THE PROBLEM:
Copy out the data below, from the line containing "Where can the dog's tail" through the end, reproducing each line precisely.

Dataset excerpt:
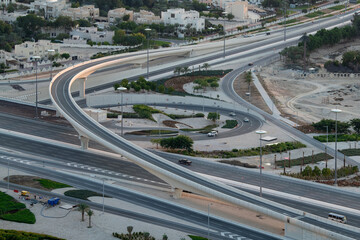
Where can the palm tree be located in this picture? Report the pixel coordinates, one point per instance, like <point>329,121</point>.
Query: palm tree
<point>206,66</point>
<point>305,38</point>
<point>90,213</point>
<point>82,208</point>
<point>130,228</point>
<point>248,79</point>
<point>177,70</point>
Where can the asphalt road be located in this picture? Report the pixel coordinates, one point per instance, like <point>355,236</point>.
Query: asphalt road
<point>175,210</point>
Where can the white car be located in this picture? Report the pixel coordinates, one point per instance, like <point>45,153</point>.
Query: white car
<point>212,134</point>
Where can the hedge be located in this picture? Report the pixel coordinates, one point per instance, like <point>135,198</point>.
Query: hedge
<point>21,235</point>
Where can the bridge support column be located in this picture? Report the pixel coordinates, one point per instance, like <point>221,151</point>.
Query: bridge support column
<point>84,142</point>
<point>177,193</point>
<point>82,87</point>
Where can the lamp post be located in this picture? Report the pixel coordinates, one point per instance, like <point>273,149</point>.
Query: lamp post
<point>224,14</point>
<point>260,132</point>
<point>36,58</point>
<point>51,51</point>
<point>209,220</point>
<point>336,111</point>
<point>122,89</point>
<point>147,58</point>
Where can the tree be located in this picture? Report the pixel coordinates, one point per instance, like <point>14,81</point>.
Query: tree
<point>248,79</point>
<point>129,229</point>
<point>116,86</point>
<point>355,123</point>
<point>90,213</point>
<point>213,116</point>
<point>177,70</point>
<point>305,39</point>
<point>82,208</point>
<point>205,66</point>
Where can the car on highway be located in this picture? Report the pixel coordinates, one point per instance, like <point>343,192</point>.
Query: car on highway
<point>185,161</point>
<point>212,134</point>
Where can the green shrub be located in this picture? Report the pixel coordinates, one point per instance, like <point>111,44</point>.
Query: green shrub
<point>21,235</point>
<point>22,216</point>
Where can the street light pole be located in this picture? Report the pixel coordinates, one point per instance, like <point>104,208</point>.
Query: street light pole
<point>122,89</point>
<point>260,132</point>
<point>224,14</point>
<point>36,58</point>
<point>147,57</point>
<point>51,51</point>
<point>336,111</point>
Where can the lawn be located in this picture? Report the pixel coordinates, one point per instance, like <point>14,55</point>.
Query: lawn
<point>21,235</point>
<point>49,184</point>
<point>12,210</point>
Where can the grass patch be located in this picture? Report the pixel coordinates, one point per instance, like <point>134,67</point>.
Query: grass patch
<point>22,216</point>
<point>145,111</point>
<point>289,22</point>
<point>351,152</point>
<point>314,14</point>
<point>49,184</point>
<point>307,160</point>
<point>12,210</point>
<point>230,124</point>
<point>340,137</point>
<point>152,132</point>
<point>338,7</point>
<point>21,235</point>
<point>82,194</point>
<point>206,129</point>
<point>238,163</point>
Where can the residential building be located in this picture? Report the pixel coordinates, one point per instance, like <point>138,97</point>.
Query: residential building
<point>51,8</point>
<point>119,13</point>
<point>183,18</point>
<point>237,8</point>
<point>84,12</point>
<point>92,33</point>
<point>146,17</point>
<point>40,48</point>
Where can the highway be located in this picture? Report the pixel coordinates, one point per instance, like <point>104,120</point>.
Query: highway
<point>190,215</point>
<point>59,91</point>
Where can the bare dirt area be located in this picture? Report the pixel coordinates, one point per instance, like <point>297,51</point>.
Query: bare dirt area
<point>242,88</point>
<point>310,98</point>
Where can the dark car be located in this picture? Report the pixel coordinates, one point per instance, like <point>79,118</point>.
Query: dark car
<point>185,161</point>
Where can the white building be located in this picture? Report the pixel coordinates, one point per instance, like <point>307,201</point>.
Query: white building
<point>84,12</point>
<point>237,8</point>
<point>51,8</point>
<point>183,18</point>
<point>91,33</point>
<point>146,17</point>
<point>29,49</point>
<point>6,2</point>
<point>119,13</point>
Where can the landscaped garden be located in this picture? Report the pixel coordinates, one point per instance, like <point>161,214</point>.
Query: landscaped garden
<point>12,210</point>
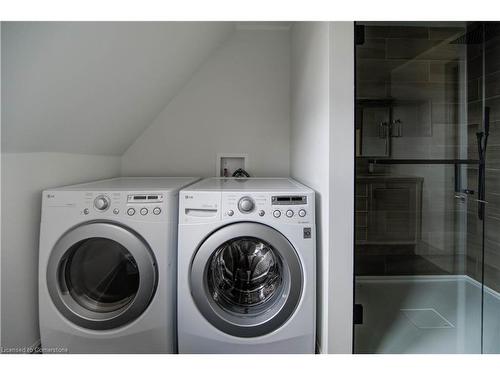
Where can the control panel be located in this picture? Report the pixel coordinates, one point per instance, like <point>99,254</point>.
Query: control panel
<point>283,208</point>
<point>143,205</point>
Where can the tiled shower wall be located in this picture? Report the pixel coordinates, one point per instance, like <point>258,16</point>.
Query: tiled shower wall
<point>424,64</point>
<point>491,91</point>
<point>420,65</point>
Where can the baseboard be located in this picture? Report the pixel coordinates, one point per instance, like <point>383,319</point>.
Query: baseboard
<point>35,348</point>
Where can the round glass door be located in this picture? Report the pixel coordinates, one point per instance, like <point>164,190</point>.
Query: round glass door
<point>101,275</point>
<point>246,279</point>
<point>245,275</point>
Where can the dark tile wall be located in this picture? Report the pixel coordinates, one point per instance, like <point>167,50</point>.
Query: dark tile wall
<point>491,83</point>
<point>420,63</point>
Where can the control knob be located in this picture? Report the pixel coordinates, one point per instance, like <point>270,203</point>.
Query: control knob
<point>101,203</point>
<point>246,204</point>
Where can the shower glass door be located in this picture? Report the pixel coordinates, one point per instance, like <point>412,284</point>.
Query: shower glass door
<point>424,248</point>
<point>489,82</point>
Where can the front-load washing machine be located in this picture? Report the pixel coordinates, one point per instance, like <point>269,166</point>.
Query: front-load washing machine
<point>246,276</point>
<point>107,266</point>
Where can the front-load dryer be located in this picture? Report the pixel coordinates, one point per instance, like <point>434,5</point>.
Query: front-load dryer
<point>246,276</point>
<point>107,266</point>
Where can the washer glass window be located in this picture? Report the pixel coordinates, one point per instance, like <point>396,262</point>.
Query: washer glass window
<point>245,276</point>
<point>101,275</point>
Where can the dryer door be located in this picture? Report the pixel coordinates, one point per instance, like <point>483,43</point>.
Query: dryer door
<point>101,275</point>
<point>246,279</point>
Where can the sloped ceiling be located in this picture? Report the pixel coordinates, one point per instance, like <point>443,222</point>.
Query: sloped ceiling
<point>93,87</point>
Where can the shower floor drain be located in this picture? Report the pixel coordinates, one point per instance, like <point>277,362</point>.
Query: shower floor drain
<point>427,318</point>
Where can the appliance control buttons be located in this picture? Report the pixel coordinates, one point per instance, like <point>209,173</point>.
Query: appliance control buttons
<point>101,203</point>
<point>246,204</point>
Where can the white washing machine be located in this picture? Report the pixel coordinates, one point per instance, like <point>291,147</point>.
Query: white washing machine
<point>107,266</point>
<point>246,276</point>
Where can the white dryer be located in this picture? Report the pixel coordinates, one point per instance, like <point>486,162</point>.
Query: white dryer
<point>246,276</point>
<point>107,266</point>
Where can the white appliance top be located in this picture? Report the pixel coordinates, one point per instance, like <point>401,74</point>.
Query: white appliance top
<point>248,184</point>
<point>133,183</point>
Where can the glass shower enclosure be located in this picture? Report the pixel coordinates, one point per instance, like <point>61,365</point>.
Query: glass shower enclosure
<point>427,196</point>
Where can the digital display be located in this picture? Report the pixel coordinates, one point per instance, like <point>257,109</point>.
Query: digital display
<point>287,199</point>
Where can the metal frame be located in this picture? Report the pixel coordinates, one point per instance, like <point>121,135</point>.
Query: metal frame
<point>242,325</point>
<point>71,309</point>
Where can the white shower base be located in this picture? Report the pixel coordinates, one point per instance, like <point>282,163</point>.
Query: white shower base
<point>425,314</point>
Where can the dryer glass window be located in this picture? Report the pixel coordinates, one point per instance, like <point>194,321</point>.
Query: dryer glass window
<point>101,275</point>
<point>245,276</point>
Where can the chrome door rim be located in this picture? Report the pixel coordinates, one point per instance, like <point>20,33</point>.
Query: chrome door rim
<point>75,312</point>
<point>247,326</point>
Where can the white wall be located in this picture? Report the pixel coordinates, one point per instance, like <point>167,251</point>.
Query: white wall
<point>99,84</point>
<point>341,208</point>
<point>24,176</point>
<point>237,102</point>
<point>322,157</point>
<point>309,145</point>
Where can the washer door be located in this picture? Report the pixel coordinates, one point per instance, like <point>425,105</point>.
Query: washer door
<point>101,275</point>
<point>246,279</point>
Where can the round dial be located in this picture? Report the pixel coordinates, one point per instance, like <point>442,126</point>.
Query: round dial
<point>246,204</point>
<point>101,203</point>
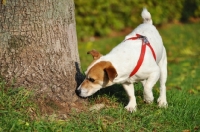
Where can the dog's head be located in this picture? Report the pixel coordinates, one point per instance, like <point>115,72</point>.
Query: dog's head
<point>100,74</point>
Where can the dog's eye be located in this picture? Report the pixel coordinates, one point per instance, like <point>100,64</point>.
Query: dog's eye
<point>90,79</point>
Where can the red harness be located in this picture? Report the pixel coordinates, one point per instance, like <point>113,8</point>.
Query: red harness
<point>145,43</point>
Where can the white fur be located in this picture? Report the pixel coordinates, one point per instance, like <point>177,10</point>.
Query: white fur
<point>124,58</point>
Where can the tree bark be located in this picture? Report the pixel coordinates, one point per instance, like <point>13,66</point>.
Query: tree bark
<point>38,47</point>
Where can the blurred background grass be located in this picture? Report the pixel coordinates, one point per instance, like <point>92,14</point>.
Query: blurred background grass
<point>101,17</point>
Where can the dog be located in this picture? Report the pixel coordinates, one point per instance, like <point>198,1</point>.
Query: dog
<point>140,57</point>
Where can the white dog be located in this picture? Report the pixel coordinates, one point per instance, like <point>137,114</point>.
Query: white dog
<point>140,57</point>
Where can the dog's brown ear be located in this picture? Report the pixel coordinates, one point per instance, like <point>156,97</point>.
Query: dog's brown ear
<point>96,55</point>
<point>110,71</point>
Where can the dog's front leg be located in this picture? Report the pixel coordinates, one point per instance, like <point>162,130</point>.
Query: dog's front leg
<point>129,88</point>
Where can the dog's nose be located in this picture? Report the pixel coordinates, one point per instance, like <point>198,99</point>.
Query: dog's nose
<point>78,91</point>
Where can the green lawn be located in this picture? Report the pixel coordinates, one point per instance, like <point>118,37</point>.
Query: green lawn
<point>183,94</point>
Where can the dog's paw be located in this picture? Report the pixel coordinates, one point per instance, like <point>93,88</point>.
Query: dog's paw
<point>162,103</point>
<point>131,108</point>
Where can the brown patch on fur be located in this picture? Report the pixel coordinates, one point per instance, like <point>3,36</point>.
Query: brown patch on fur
<point>96,55</point>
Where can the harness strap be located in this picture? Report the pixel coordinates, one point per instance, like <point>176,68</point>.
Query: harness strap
<point>145,43</point>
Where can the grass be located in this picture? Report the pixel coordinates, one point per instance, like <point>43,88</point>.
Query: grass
<point>183,94</point>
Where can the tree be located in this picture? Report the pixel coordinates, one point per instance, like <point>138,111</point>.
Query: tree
<point>38,47</point>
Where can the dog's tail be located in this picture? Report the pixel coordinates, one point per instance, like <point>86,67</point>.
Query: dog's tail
<point>146,16</point>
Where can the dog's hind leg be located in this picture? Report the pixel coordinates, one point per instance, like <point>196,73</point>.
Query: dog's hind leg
<point>129,88</point>
<point>162,100</point>
<point>148,85</point>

RESULT OF THIS EXERCISE:
Where can the dog's tail be located in this picture? Report the pixel coordinates, one point per instance, like <point>86,67</point>.
Query: dog's tail
<point>146,16</point>
Where can the dog's hind leg be located in this picture? Report the pixel coordinates, one point per instance, like <point>196,73</point>.
Query: dog's hind leg
<point>129,88</point>
<point>162,100</point>
<point>148,85</point>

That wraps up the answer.